*WHAT THE TASK REQUIRES*
Below are the records. Count the lines containing the string "locomotive", and reply with the number alone.

*SUPPLIED DATA*
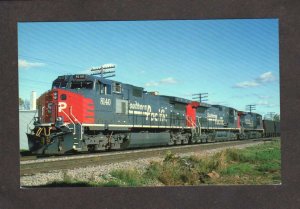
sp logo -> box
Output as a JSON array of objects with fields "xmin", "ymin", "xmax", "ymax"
[{"xmin": 58, "ymin": 102, "xmax": 67, "ymax": 112}]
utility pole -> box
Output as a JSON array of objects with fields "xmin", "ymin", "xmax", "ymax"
[
  {"xmin": 192, "ymin": 93, "xmax": 208, "ymax": 103},
  {"xmin": 90, "ymin": 64, "xmax": 116, "ymax": 78},
  {"xmin": 266, "ymin": 112, "xmax": 275, "ymax": 120},
  {"xmin": 246, "ymin": 104, "xmax": 256, "ymax": 113}
]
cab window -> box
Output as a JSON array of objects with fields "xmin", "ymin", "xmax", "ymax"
[
  {"xmin": 70, "ymin": 80, "xmax": 93, "ymax": 89},
  {"xmin": 113, "ymin": 83, "xmax": 122, "ymax": 93},
  {"xmin": 133, "ymin": 87, "xmax": 142, "ymax": 97},
  {"xmin": 96, "ymin": 81, "xmax": 111, "ymax": 95},
  {"xmin": 52, "ymin": 81, "xmax": 68, "ymax": 89},
  {"xmin": 53, "ymin": 82, "xmax": 60, "ymax": 88},
  {"xmin": 60, "ymin": 81, "xmax": 68, "ymax": 88}
]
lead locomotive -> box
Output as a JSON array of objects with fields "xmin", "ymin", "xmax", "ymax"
[{"xmin": 27, "ymin": 68, "xmax": 278, "ymax": 155}]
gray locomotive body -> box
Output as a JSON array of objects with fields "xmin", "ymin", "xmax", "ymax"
[{"xmin": 26, "ymin": 73, "xmax": 279, "ymax": 155}]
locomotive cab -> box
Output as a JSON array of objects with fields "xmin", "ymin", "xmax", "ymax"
[{"xmin": 27, "ymin": 74, "xmax": 96, "ymax": 154}]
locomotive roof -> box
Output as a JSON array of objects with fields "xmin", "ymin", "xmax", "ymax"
[
  {"xmin": 212, "ymin": 104, "xmax": 238, "ymax": 111},
  {"xmin": 54, "ymin": 74, "xmax": 144, "ymax": 90},
  {"xmin": 238, "ymin": 111, "xmax": 262, "ymax": 116}
]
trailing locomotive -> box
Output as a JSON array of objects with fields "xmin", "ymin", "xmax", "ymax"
[{"xmin": 26, "ymin": 72, "xmax": 279, "ymax": 154}]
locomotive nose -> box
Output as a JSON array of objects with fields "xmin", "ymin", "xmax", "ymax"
[
  {"xmin": 52, "ymin": 90, "xmax": 69, "ymax": 123},
  {"xmin": 43, "ymin": 89, "xmax": 67, "ymax": 123}
]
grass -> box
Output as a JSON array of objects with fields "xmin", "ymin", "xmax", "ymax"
[
  {"xmin": 109, "ymin": 169, "xmax": 145, "ymax": 186},
  {"xmin": 212, "ymin": 140, "xmax": 281, "ymax": 184},
  {"xmin": 42, "ymin": 139, "xmax": 281, "ymax": 187}
]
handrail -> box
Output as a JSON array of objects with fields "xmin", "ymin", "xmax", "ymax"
[
  {"xmin": 186, "ymin": 116, "xmax": 196, "ymax": 128},
  {"xmin": 70, "ymin": 106, "xmax": 81, "ymax": 125},
  {"xmin": 185, "ymin": 116, "xmax": 204, "ymax": 136},
  {"xmin": 26, "ymin": 110, "xmax": 37, "ymax": 133},
  {"xmin": 69, "ymin": 106, "xmax": 83, "ymax": 140},
  {"xmin": 196, "ymin": 116, "xmax": 202, "ymax": 136},
  {"xmin": 61, "ymin": 109, "xmax": 76, "ymax": 135}
]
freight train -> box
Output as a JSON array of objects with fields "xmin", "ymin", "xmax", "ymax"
[{"xmin": 26, "ymin": 71, "xmax": 280, "ymax": 155}]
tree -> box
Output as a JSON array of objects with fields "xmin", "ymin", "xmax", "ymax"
[
  {"xmin": 19, "ymin": 97, "xmax": 30, "ymax": 110},
  {"xmin": 19, "ymin": 97, "xmax": 24, "ymax": 107},
  {"xmin": 273, "ymin": 114, "xmax": 280, "ymax": 122},
  {"xmin": 23, "ymin": 99, "xmax": 30, "ymax": 110}
]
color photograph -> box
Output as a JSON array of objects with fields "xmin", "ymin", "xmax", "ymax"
[{"xmin": 19, "ymin": 19, "xmax": 280, "ymax": 187}]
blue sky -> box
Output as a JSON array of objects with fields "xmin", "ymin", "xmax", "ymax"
[{"xmin": 18, "ymin": 19, "xmax": 279, "ymax": 117}]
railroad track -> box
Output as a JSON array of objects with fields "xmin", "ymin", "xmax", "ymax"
[{"xmin": 20, "ymin": 137, "xmax": 278, "ymax": 176}]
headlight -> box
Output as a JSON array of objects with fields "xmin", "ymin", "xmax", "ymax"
[
  {"xmin": 53, "ymin": 92, "xmax": 58, "ymax": 100},
  {"xmin": 33, "ymin": 117, "xmax": 40, "ymax": 125},
  {"xmin": 56, "ymin": 116, "xmax": 63, "ymax": 122}
]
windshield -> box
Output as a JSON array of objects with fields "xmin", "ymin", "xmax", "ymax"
[
  {"xmin": 70, "ymin": 80, "xmax": 93, "ymax": 89},
  {"xmin": 53, "ymin": 81, "xmax": 68, "ymax": 89}
]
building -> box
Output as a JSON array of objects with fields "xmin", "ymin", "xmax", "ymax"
[
  {"xmin": 19, "ymin": 110, "xmax": 37, "ymax": 150},
  {"xmin": 19, "ymin": 91, "xmax": 37, "ymax": 150}
]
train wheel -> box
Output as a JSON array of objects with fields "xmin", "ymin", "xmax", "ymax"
[
  {"xmin": 190, "ymin": 139, "xmax": 196, "ymax": 144},
  {"xmin": 88, "ymin": 145, "xmax": 96, "ymax": 152},
  {"xmin": 201, "ymin": 135, "xmax": 207, "ymax": 143},
  {"xmin": 182, "ymin": 139, "xmax": 189, "ymax": 144},
  {"xmin": 168, "ymin": 139, "xmax": 175, "ymax": 146},
  {"xmin": 175, "ymin": 139, "xmax": 181, "ymax": 145},
  {"xmin": 207, "ymin": 135, "xmax": 211, "ymax": 143}
]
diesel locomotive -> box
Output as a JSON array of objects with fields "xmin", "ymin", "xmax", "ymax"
[{"xmin": 26, "ymin": 71, "xmax": 279, "ymax": 155}]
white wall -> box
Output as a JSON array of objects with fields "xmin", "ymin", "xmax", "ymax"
[{"xmin": 19, "ymin": 110, "xmax": 37, "ymax": 150}]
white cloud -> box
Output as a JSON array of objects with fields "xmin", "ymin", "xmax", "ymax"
[
  {"xmin": 160, "ymin": 77, "xmax": 178, "ymax": 84},
  {"xmin": 78, "ymin": 67, "xmax": 98, "ymax": 74},
  {"xmin": 256, "ymin": 100, "xmax": 269, "ymax": 106},
  {"xmin": 77, "ymin": 69, "xmax": 92, "ymax": 74},
  {"xmin": 19, "ymin": 59, "xmax": 45, "ymax": 69},
  {"xmin": 145, "ymin": 81, "xmax": 159, "ymax": 87},
  {"xmin": 101, "ymin": 63, "xmax": 116, "ymax": 69},
  {"xmin": 234, "ymin": 81, "xmax": 260, "ymax": 88},
  {"xmin": 257, "ymin": 95, "xmax": 271, "ymax": 99},
  {"xmin": 145, "ymin": 77, "xmax": 178, "ymax": 87},
  {"xmin": 256, "ymin": 71, "xmax": 276, "ymax": 83},
  {"xmin": 233, "ymin": 71, "xmax": 276, "ymax": 88},
  {"xmin": 255, "ymin": 100, "xmax": 276, "ymax": 107}
]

*ANSWER TO THIS EXERCISE*
7